● TEXTO MOSTRADO
Razones, desde luego, José Luis tenía muchas. Se podía discrepar de él, incluso le gustaba para iniciar larguísimas discusiones, pero siempre estuvo dispuesto a ser convencido. Vigoroso mientras no se le demostrase que estaba equivocado, si era el caso, pero abierto a la duda, al escepticismo mientras no se atacaran los derechos humanos y las libertades, en cuya defensa, afortunadamente para sus amigos y lectores, era tan valiente como intransigente. El 7 de mayo, un par de horas después de la noticia en directo del asesinato de José Luis López de Lacalle, al llegar a la redacción del periódico, yo también me derrumbé y lloré allí desarbolado y desconsolado como no recuerdo haberlo hecho en ninguna otra ocasión.

Era mi amigo. Mejor: yo era uno de sus muchos amigos. Todos ellos notaron su preocupación cuando la empresa de la que era gerente, la cooperativa Ugarola, sufrió las dificultades propias de la crisis económica y, en particular, del sector papelero de Tolosa. A su tesón y su capacidad negociadora se debió en buena medida la reconversión de la empresa, dedicada después a la fabricación de pequeña maquinaria de construcción. Hizo su trabajo profesional compatible con la actividad política y periodística. Escribió varios años en las páginas de El Diario Vasco de San Sebastián y lo dejó después debido a varias incomprensiones.

Fue entonces cuando se incorporó, primero como articulista esporádico y después como columnista fijo, a El Mundo del país Vasco. Hace un par de años solicitó su jubilación anticipada para dedicar todo el tiempo a escribir. Siempre polémico, siempre claro, sus columnas eran devoradas cada semana por partidarios y adversarios. José Luis, incorruptible, no soportaba la corrupción. Amante de la libertad, no consentía su vulneración. Pacífico siempre, no aceptaba la violencia. Estudioso de los entresijos del Estado de Derecho, no concedía terreno a los enemigos de la democracia. Ahí quedan sus textos, como el legado de un militante de la libertad y testigo de la barbarie que combatió. Sí, un testigo, no en el sentido de parte de un proceso sino como lo fueron los que, acumulando palabras en la memoria o utilizando un trozo de papel, escribieron en los campos de concentración nazis sobre lo que ocurría a su alrededor.

● TAREA 1
Según el texto sobre José Luis López de Lacalle, ¿de qué empresa era gerente?
● TAREA 2
¿Puedes devolver, tal cual, el pasaje del texto mostrado que va entre "Razones, desde luego, José" y "ninguna otra ocasión.", ambos incluidos?
● TAREA 3
¿Puedes retomar el texto sobre José Luis López de Lacalle a partir de su última frase y seguir escribiéndolo?
Las líneas que aparecen a continuación son un material aparte, sin relación con el texto.

● EXTRACTO DE DATOS
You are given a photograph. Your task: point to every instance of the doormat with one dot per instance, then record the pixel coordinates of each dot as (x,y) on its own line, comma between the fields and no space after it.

● RESPUESTA 1
De la cooperativa Ugarola.

● RESPUESTA 2
Razones, desde luego, José Luis tenía muchas. Se podía discrepar de él, incluso le gustaba para iniciar larguísimas discusiones, pero siempre estuvo dispuesto a ser convencido. Vigoroso mientras no se le demostrase que estaba equivocado, si era el caso, pero abierto a la duda, al escepticismo mientras no se atacaran los derechos humanos y las libertades, en cuya defensa, afortunadamente para sus amigos y lectores, era tan valiente como intransigente. El 7 de mayo, un par de horas después de la noticia en directo del asesinato de José Luis López de Lacalle, al llegar a la redacción del periódico, yo también me derrumbé y lloré allí desarbolado y desconsolado como no recuerdo haberlo hecho en ninguna otra ocasión.

● RESPUESTA 3
Padeció por ello antes de ser asesinado. Cartas amenazantes, pasquines contra él repartidos en Andoain, pintadas en la fachada de su casa. Unos meses antes de su asesinato, cócteles molotov contra su domicilio. Hablé con José Luis entonces, preocupado por él y su familia. Yo había sido, al fin y al cabo, el que le invitó a escribir en El Mundo, el que le insistió en que lo hiciera más frecuentemente. La misma sensación de culpabilidad que aquella mañana de domingo. Pero él, nada inclinado al victimismo, trataba de tranquilizarme agradeciendo tener un espacio desde el que defender la libertad y la democracia. Fue testigo de todo ello, lo diseccionó, lo combatió y fue aniquilado por las cobardes balas asesinas de ETA.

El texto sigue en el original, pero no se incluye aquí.